Document extract
========================
Every week I annotate articles in Zotero, save highlights in Reader, and capture podcast moments in Snipd. All of it — notes, highlights, summaries, metadata — syncs automatically to Obsidian. By Friday I have a week’s worth of reading and listening sitting in my vault, tagged and structured, but unreviewed.

The problem isn’t limited access to the material. It’s that there’s no natural moment to engage with it, and not everything has equal value. I wanted a way to surface what matters from the week and create a reason to go deeper — not a digest to consume, but a prompt based on my reading and listening, that I could respond to.

A weekly review

I built a command in Claude Code that I can run at any point (I call it /lore), which does five things in sequence:

  1. Queries the Zotero web API for items added in the last seven days, reads the local PDFs, generates plain language summaries, and posts them back to Zotero as notes attached to each source
  2. Reads literature notes that came in via Reader and Snipd and are synced to Obsidian
  3. Reads my daily writing notes where I develop ideas informally
  4. Synthesises across all of the above, looking for threads and convergences with my existing work
  5. Asks a question: which of these threads is worth exploring further?
========================
Source information
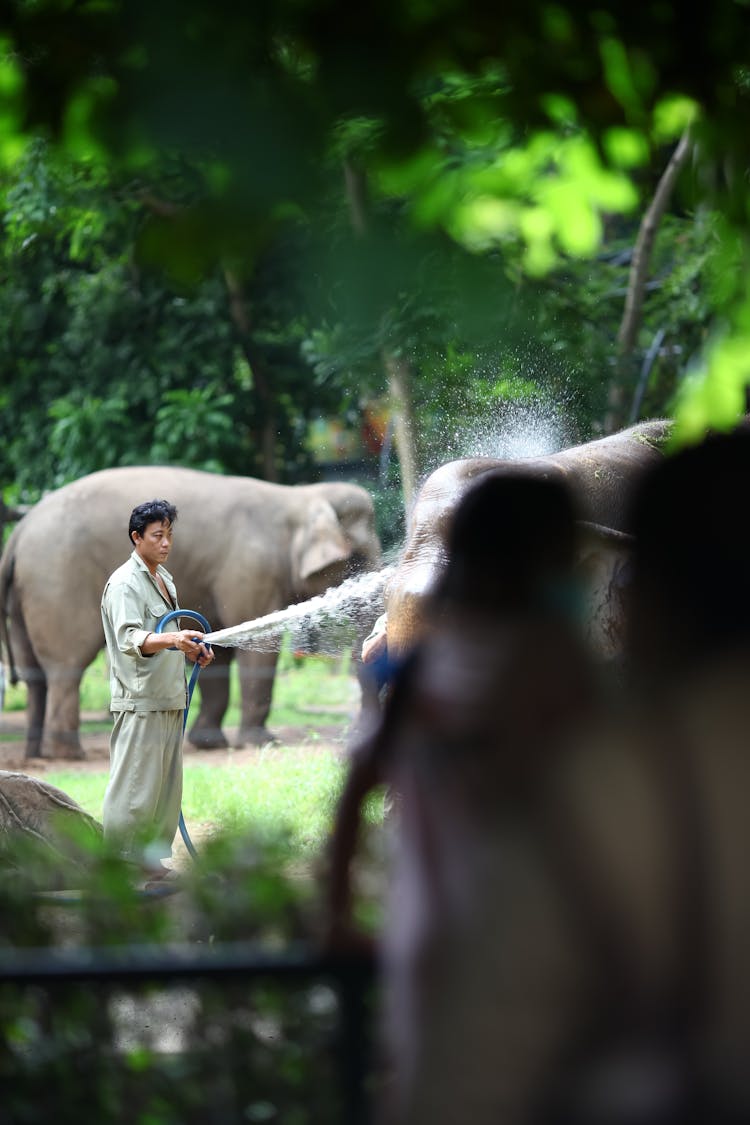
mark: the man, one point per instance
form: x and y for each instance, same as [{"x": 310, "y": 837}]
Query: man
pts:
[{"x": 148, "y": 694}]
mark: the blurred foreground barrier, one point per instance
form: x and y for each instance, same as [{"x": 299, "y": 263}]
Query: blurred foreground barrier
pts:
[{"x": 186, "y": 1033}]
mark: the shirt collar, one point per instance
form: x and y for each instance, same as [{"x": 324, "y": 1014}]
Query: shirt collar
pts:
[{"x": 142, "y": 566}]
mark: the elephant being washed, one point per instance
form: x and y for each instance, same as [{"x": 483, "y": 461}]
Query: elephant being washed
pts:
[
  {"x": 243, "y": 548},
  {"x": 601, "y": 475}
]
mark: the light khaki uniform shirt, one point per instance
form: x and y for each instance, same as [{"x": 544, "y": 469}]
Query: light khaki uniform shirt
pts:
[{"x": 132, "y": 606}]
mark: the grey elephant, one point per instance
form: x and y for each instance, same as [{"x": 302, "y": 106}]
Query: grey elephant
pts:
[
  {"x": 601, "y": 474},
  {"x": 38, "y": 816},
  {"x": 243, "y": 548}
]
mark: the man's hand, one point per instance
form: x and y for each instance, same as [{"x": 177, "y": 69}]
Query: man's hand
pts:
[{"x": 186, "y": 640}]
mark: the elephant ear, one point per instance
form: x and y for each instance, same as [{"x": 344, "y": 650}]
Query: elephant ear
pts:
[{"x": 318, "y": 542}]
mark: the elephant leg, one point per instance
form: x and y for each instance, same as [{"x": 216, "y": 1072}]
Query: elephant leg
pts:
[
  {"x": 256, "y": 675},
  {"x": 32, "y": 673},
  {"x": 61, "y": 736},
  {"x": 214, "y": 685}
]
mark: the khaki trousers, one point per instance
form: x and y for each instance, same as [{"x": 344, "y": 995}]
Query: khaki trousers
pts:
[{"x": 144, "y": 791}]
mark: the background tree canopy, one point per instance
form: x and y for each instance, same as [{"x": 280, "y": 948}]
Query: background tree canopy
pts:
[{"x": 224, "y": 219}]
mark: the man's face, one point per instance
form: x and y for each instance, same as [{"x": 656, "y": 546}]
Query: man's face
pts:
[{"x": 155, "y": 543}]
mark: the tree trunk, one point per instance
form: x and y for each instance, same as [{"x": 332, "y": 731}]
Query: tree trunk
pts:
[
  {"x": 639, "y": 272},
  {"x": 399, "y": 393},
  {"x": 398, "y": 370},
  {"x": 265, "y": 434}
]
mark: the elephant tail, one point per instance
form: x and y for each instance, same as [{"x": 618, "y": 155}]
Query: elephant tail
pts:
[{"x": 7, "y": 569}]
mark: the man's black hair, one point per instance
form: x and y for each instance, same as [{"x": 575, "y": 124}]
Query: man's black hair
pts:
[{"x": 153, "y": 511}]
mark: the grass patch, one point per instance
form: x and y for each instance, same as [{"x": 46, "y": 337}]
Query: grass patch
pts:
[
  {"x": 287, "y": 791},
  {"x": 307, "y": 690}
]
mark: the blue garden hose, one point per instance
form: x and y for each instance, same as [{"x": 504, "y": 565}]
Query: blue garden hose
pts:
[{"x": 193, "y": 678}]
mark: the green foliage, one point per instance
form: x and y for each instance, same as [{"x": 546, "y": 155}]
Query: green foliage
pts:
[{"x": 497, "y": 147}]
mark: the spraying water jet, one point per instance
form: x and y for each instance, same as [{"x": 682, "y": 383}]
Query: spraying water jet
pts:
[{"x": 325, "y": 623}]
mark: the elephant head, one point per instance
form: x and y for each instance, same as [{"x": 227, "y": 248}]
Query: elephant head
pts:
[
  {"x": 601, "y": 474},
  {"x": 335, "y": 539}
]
========================
Task description
List every software tool or app named in the weekly review text.

Exercise solution
Zotero, Reader, Snipd, Obsidian, Claude Code